» **YOUR GOAL**
In the entries below, print exactly the lines from the first through the one with "Category: textured tablecloth", both included, and none of the pictures.
***** DATA SUPPLIED *****
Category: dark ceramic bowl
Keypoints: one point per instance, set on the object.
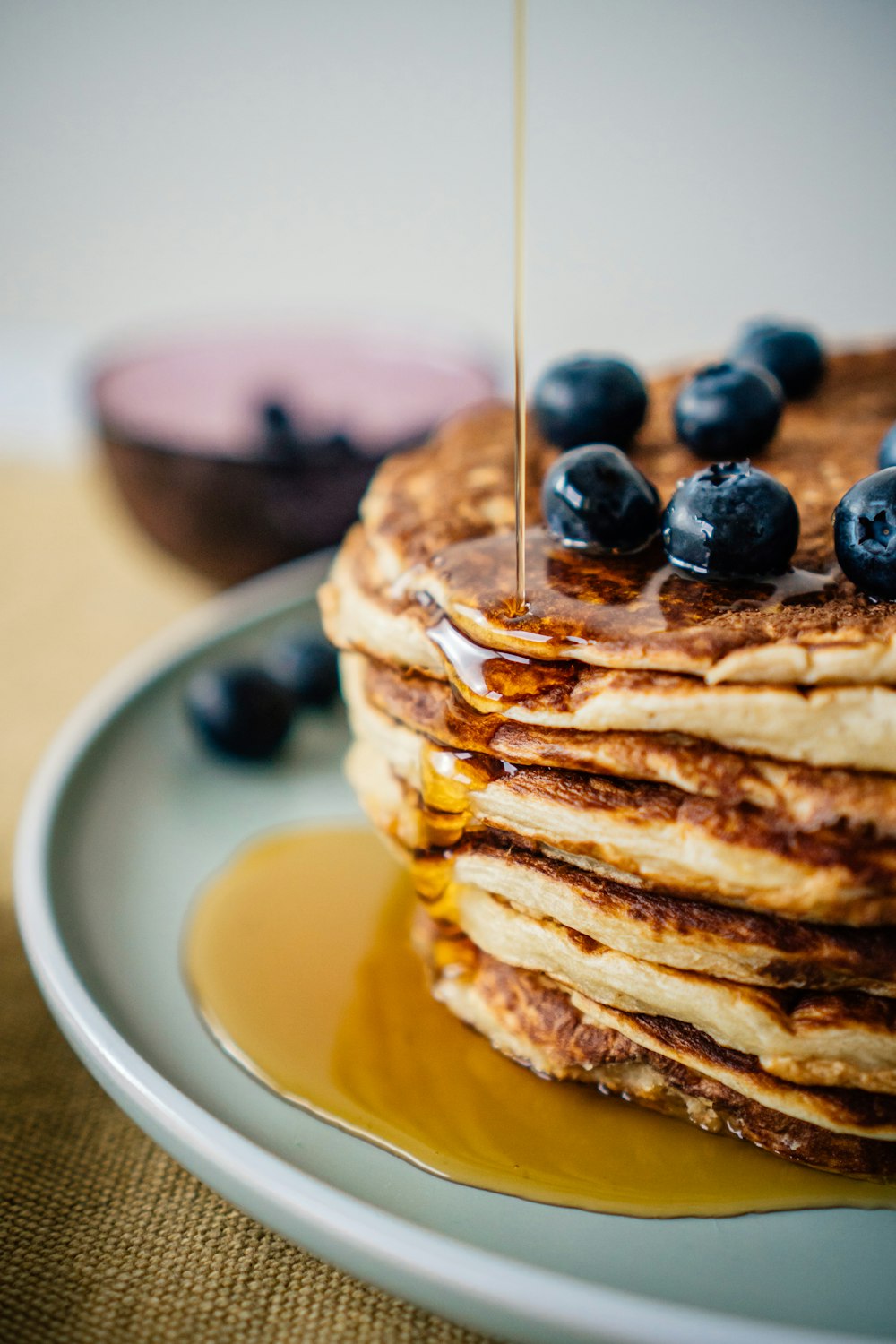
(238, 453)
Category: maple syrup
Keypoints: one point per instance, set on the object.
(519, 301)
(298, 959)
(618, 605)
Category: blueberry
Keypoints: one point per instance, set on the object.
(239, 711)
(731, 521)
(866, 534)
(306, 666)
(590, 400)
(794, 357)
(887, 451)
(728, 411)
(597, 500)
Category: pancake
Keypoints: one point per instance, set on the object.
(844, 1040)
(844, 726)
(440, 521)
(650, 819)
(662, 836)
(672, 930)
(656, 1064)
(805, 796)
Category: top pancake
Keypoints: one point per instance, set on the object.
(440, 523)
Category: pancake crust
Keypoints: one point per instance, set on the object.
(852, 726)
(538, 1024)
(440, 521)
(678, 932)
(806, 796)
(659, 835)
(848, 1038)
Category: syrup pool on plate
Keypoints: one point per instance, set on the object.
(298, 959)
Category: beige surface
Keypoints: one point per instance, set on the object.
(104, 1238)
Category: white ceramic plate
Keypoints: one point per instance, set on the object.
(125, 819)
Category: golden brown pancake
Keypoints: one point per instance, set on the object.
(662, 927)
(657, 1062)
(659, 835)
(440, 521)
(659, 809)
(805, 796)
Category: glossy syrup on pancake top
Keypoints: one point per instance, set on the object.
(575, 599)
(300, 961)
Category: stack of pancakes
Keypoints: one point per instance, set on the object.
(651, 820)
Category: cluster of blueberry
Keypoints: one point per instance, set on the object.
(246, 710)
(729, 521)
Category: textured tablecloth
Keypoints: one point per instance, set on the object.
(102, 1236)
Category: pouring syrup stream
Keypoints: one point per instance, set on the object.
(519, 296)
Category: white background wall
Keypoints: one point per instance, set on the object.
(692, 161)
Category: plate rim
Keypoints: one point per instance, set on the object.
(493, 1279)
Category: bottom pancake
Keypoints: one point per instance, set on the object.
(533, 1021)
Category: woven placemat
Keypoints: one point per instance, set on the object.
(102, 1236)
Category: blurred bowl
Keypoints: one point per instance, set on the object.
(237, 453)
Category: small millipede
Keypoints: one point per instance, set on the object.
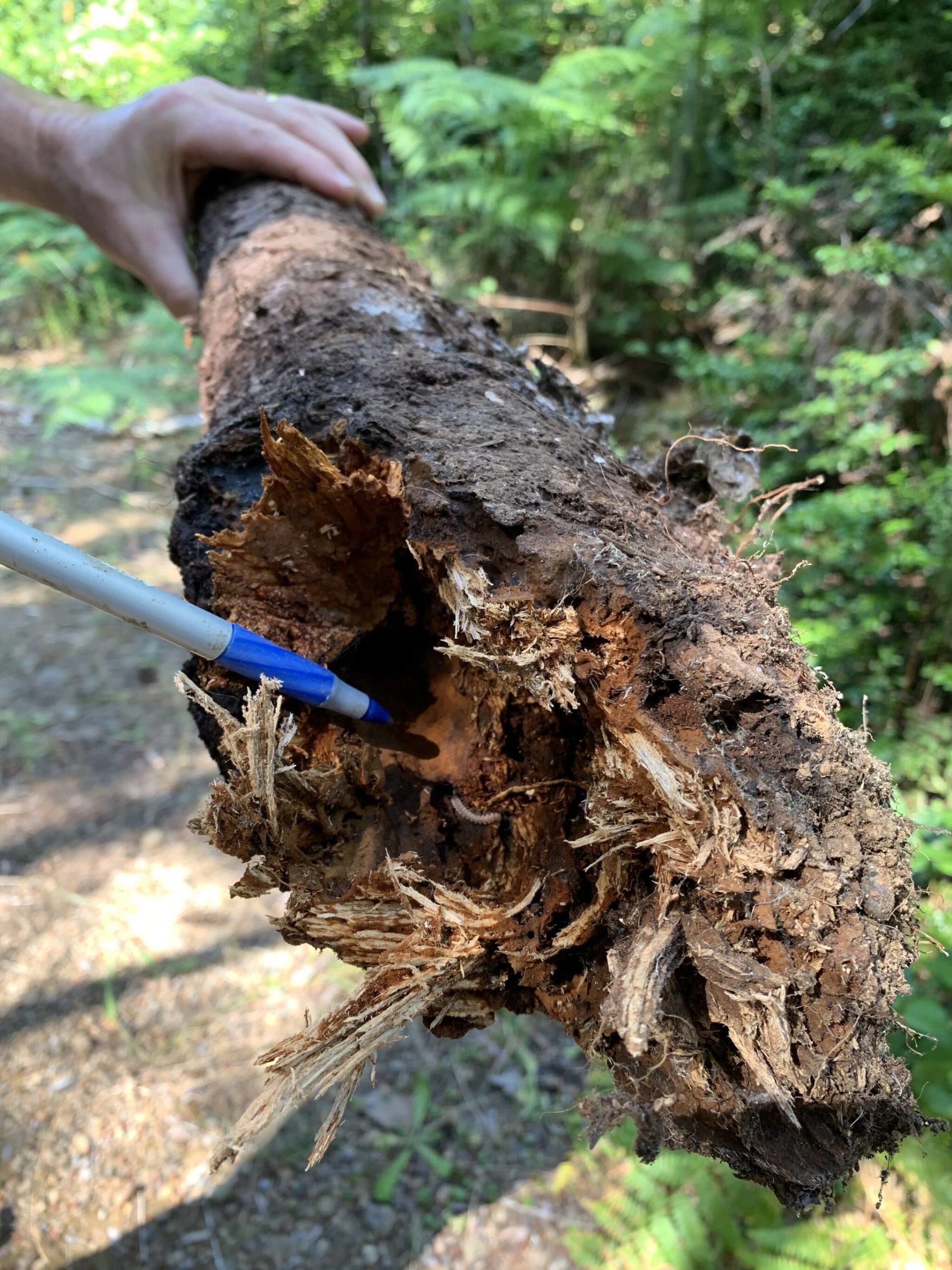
*****
» **EXERCISE RESPONSE**
Category: dark ceramic bowl
Keypoints: one point per instance, set on the object.
(238, 453)
Category: maple syrup
Keypoints: one point per instance, set on the object.
(519, 301)
(298, 959)
(618, 605)
Category: blueberry
Keypoints: one point per instance, set on the object.
(239, 711)
(731, 521)
(866, 534)
(306, 666)
(590, 400)
(794, 357)
(887, 451)
(728, 411)
(597, 500)
Category: pancake
Keypoints: one point per instance, set on the object.
(844, 1040)
(844, 726)
(440, 521)
(650, 819)
(662, 836)
(672, 930)
(656, 1064)
(805, 796)
Category: top pancake
Keypoints: one point per instance, set on the object.
(440, 523)
Category: pancake crust
Keypoints: one point per instance, set on the object.
(852, 726)
(538, 1024)
(440, 521)
(678, 932)
(806, 796)
(659, 835)
(848, 1038)
Category: syrup pool on plate
Keypoints: one point per instance, set on the object.
(298, 959)
Category: beige surface
Keypoints: one point per instance, set on the object.
(104, 1238)
Category: white ceramic plate
Keypoints: one point per instance, set on the object.
(125, 819)
Category: golden brown pancake
Keypoints: one point per instance, set on the object.
(662, 927)
(657, 1062)
(659, 835)
(440, 521)
(659, 809)
(805, 796)
Category: glossy syrup on pancake top
Keypoints: one point per instance, set on the object.
(575, 599)
(300, 961)
Category: stack of pancakes
Keypoints: one point per instance, set on the object.
(651, 820)
Category: cluster of blueberry
Keypoints: one point per instance, set on the object.
(246, 710)
(729, 521)
Category: textured tablecloth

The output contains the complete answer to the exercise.